**Text for analysis:**
──────
The stripe-headed antpitta (Grallaria andicolus) is a species of bird in the family Grallariidae. It is found in Bolivia and Peru.

==Taxonomy and systematics==

The stripe-headed antpitta was described by German ornithologist Jean Louis Cabanis as Hypsibamon andicolus.

The stripe-headed antpitta has two subspecies, the nominate G. a. andicolous (Cabanis, 1873) and G. a. punensis (Chubb, 1918). Subspecies G. a. punensis was originally described as a species and because the two differ somewhat in their vocalizations some authors have suggested that G. a. punensis should again be treated as a species.

The exact relation of the stripe-headed antpitta to other members of genus Grallaria is not known and there are indications that it might belong in its own genus.

==Description==

Grallaria antpittas are a "wonderful group of plump and round antbirds whose feathers are often fluffed up...they have stout bills [and] very short tails". The stripe-headed antpitta is 16 to 16.5 cm long and weighs 48 to 66 g. The sexes have the same plumage. Adults of the nominate subspecies have a blackish forecrown and a brown or olive brown hindcrown, both of which have white or buff streaks. They have whitish buff or buff lores spot that merges with a white ring around the eye on a face otherwise streaked with whitish, buff, and black. Their back and rump are grayish olive or olive brown with black and whitish streaks on the former. Their tail is olive brown or dull reddish brown. Their flight feathers are dusky with dull rufous edges and their wing coverts are olive brown with small buff spots. Their throat is whitish or buff with darker streaks on the side. The center of their breast is whitish with black and buff feather edges that give a scaled appearance. The sides of their breast are olive brown with white streaks. Their belly is whitish with dusky feather edges that give a spotted appearance. Subspecies G. a. punensis has a blacker crown than the nominate, with orange-buff streaks. Their lores and face are buffier. Their back has no streaks. Their lower throat is brighter and the streaking on their underparts is heavier. Both subspecies have a brown iris, a black bill, and blue-gray legs and feet.
──────
Print the stretch of the stripe-headed antpitta text from "The stripe-headed antpitta has" through "its own genus.", copied word for word. This material has nothing to do with the stripe-headed antpitta text.
──────
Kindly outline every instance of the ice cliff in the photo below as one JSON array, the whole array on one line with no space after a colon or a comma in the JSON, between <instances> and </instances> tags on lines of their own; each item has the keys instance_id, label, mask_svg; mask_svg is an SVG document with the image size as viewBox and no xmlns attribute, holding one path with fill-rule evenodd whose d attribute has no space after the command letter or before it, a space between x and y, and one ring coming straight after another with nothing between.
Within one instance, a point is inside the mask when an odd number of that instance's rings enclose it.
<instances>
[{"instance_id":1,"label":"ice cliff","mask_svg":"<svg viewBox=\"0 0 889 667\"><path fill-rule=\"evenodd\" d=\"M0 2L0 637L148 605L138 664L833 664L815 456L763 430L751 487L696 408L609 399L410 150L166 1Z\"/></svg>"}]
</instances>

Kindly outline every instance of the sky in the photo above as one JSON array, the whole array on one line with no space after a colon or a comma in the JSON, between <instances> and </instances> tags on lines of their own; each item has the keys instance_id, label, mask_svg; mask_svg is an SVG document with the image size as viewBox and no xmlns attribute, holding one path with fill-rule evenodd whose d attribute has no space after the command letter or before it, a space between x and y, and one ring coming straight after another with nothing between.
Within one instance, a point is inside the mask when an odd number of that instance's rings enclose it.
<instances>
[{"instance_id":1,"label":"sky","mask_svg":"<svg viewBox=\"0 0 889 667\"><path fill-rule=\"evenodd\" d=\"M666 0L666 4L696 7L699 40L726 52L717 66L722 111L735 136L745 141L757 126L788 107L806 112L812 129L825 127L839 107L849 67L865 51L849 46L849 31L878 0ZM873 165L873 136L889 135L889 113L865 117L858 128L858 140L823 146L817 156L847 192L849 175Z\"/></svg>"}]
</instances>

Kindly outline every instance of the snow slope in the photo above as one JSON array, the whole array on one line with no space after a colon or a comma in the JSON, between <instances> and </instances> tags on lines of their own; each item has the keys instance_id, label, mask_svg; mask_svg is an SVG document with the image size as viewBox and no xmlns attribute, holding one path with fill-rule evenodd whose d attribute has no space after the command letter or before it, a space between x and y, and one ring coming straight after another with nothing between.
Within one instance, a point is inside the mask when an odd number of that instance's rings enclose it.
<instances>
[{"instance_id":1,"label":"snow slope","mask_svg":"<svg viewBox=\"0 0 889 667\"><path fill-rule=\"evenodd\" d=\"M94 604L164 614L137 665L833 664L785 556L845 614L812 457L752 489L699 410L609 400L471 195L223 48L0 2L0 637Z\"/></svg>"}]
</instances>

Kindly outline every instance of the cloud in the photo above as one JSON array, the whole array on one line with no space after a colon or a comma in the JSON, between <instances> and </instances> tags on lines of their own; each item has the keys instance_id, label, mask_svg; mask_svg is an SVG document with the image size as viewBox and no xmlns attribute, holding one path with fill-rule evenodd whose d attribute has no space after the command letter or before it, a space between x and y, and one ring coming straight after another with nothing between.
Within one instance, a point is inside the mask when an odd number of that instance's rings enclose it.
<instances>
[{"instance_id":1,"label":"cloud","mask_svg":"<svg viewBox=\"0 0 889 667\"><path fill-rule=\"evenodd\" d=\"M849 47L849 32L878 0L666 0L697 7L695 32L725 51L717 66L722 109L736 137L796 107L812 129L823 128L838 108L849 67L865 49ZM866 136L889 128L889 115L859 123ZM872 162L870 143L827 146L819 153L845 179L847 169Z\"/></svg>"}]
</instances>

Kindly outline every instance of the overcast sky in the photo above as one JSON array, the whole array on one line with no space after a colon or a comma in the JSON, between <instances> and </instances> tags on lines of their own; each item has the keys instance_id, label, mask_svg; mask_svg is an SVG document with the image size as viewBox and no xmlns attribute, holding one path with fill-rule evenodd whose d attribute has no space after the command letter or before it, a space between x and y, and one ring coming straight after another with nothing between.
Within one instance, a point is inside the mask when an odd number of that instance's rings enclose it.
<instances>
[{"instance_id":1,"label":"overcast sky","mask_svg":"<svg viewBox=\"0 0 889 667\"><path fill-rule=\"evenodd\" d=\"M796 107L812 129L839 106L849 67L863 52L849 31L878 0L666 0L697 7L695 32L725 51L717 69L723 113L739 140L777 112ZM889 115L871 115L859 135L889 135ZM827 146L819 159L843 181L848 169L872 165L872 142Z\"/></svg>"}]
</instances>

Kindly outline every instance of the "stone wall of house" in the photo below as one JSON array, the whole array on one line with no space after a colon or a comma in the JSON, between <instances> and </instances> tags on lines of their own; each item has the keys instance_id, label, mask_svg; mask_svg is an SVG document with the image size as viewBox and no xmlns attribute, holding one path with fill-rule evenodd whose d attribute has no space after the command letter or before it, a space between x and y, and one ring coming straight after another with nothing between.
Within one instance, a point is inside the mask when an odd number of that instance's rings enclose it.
──────
**Answer to this problem:**
The stripe-headed antpitta has two subspecies, the nominate G. a. andicolous (Cabanis, 1873) and G. a. punensis (Chubb, 1918). Subspecies G. a. punensis was originally described as a species and because the two differ somewhat in their vocalizations some authors have suggested that G. a. punensis should again be treated as a species.

The exact relation of the stripe-headed antpitta to other members of genus Grallaria is not known and there are indications that it might belong in its own genus.